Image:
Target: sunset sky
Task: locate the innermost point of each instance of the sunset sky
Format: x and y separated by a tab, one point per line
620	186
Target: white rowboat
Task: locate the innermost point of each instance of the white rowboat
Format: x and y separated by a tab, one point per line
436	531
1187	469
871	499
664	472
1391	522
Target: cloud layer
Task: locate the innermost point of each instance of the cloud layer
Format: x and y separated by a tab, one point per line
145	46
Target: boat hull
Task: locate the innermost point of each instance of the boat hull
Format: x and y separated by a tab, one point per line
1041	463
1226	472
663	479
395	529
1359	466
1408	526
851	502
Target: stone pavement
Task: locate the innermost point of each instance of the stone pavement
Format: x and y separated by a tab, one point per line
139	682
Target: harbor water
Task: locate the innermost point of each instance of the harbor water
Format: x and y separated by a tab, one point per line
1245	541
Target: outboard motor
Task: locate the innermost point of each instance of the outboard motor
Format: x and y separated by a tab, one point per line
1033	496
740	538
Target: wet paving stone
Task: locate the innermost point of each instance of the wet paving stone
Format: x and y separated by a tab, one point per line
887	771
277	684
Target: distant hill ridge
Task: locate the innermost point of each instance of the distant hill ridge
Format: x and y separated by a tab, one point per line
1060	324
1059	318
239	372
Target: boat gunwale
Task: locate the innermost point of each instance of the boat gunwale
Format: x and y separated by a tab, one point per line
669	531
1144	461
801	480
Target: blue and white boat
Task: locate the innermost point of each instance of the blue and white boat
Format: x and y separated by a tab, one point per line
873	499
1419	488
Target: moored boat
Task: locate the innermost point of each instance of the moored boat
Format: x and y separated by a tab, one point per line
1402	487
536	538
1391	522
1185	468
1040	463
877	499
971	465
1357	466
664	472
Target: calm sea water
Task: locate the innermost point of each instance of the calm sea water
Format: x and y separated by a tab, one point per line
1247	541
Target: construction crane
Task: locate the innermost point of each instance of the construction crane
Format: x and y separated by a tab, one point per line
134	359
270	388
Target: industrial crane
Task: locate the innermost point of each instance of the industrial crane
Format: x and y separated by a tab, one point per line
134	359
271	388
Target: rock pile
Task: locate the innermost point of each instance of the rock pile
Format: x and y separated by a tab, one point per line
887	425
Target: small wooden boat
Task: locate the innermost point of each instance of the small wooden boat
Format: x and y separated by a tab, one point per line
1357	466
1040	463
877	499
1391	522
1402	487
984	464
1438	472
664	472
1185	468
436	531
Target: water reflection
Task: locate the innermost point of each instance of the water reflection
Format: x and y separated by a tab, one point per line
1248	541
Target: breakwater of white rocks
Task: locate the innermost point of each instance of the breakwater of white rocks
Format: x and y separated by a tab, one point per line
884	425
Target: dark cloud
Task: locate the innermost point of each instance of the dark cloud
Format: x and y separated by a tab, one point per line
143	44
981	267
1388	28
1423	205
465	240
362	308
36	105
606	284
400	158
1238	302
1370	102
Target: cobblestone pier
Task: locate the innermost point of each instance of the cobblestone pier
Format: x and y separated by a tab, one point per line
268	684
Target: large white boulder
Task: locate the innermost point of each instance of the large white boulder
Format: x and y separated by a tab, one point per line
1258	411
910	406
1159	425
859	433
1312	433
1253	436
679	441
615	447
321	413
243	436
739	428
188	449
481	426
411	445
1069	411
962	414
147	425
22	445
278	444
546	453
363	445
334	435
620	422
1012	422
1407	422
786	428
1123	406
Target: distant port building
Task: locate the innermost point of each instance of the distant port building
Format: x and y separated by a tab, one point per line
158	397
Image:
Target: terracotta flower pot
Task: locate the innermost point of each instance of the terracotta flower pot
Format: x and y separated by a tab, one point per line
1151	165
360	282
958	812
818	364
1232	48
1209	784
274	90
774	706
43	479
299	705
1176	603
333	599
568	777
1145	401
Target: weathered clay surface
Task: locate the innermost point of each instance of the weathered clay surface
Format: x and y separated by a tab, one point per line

┄┄┄┄┄┄

Each record must be returned exactly as it is written.

Image:
Target: sunset sky
Task: locate the innermost point of each instance of the sunset sky
Format: x and y separated by a tab, one point per line
620	186
Target: white rowboat
Task: locate the innermost point of each instance of the white rowboat
Format: x and y separated by a tab, one point per line
436	531
1187	469
871	499
664	472
1391	522
Target: cloud layer
Task: locate the innermost point of each instance of the cloud layer
Format: x and y separated by a tab, one point per line
145	46
Target: boat hull
Task: locate the innermost point of each instance of the boat hull
Format: x and y separated by a tab, one point per line
1041	463
1226	472
663	479
395	529
1359	466
1408	526
851	502
Target: stone pavement
Task: locate the innermost point of each instance of the stone pavement
Format: x and y separated by a tab, one point per line
139	682
Target: harbor water
Task: locate the innermost point of each instance of the harbor water
Format: x and y separated by a tab, one point per line
1245	541
Target: outboard motor
Task: locate the innermost point of each instance of the outboard motor
Format: x and y separated by a tab, one point per line
1033	496
740	538
Target: wet paving stone
Task: locate the innermost point of each instance of the wet paving stone
Format: x and y separated by a tab, one point per line
887	771
277	684
Target: distant hill ridge
Task: locate the innermost point of each instance of the distant hill ridge
Format: x and y separated by a tab, one point per line
1060	324
1059	318
239	372
Target: boat gunwale
Task: locate the innermost point of each instance of the boat gunwale
Format: x and y separated by a tab, one point per line
669	531
1144	461
801	480
Target: blue and white boat
Task: locate the innermost point of each instance of the blue and white boat
Format: x and y separated by a tab, one point per line
873	499
1419	488
Target: moored boat
Task: locate the innermost point of each instance of the moored boat
Format: x and y separated by a tab, one point per line
1402	487
536	538
1391	522
1185	468
1040	463
877	499
971	465
1357	466
664	472
Target: calm sea water
Task: locate the innermost point of each instance of the calm sea water
Format: x and y separated by a tab, one point per line
1247	541
Target: construction crane
Task: locate the innermost point of each instance of the construction crane
Format: x and y separated by a tab, one point per line
134	359
270	388
Target: industrial crane
Task: locate the innermost point of each instance of the industrial crane
Format: x and y separated by a tab, one point per line
134	359
271	388
Target: rock pile
Task: locate the innermost point of each instance of the rock pile
Format: x and y separated by a tab, one point per line
887	425
Target: small wooden boat
Task: locate the innermost point of each instance of the small wooden boat
Format: x and y separated by a tab, one point per line
1357	466
1040	463
877	499
1391	522
1402	487
984	464
1438	472
664	472
1185	468
436	531
Target: water reflection
Task: locate the innermost point of each instance of the water reflection
Format: x and y separated by a tab, one point per line
1248	541
Target: breakwater of white rocks
Task: locate the innermost point of each instance of the breakwater of white rocks
Format: x and y separated by a tab, one point per line
884	425
Target: dark cloud
Task: locate the innermost point of each instance of the dark cloud
Format: x and y separated by a tab, one point per line
143	44
981	267
1388	28
1423	205
465	240
362	308
36	105
606	284
400	158
1238	302
1370	102
Target: cobblestone pier
Task: locate the innermost point of each instance of the cobblestone pier
Format: x and y separated by a tab, one point per line
268	684
Target: large white boulder
Task: locate the innermost point of each instance of the large white boulder
Format: x and y separated by a tab, one point per line
1258	411
910	406
1159	425
859	433
1312	433
1253	436
679	441
615	447
321	413
243	436
739	428
188	449
481	426
411	445
1069	411
962	414
147	425
22	445
278	444
546	453
363	445
334	435
620	422
1012	422
1407	422
786	428
1123	406
Target: distant port building
Task: locate the innermost point of each instance of the distant port building
Format: x and y separated by a tab, one point per line
158	397
Image:
Target: terracotta flower pot
Task: locate the innermost point of each instance of the terracotta flower pot
Format: x and y separated by a tab, one point per line
1151	165
360	282
958	812
818	364
1232	48
1209	784
274	90
774	706
43	479
299	705
1176	603
333	599
568	777
1145	401
Target: weathered clay surface
Task: locate the innermost point of each instance of the weathered clay surface
Format: x and y separated by a tab, one point per line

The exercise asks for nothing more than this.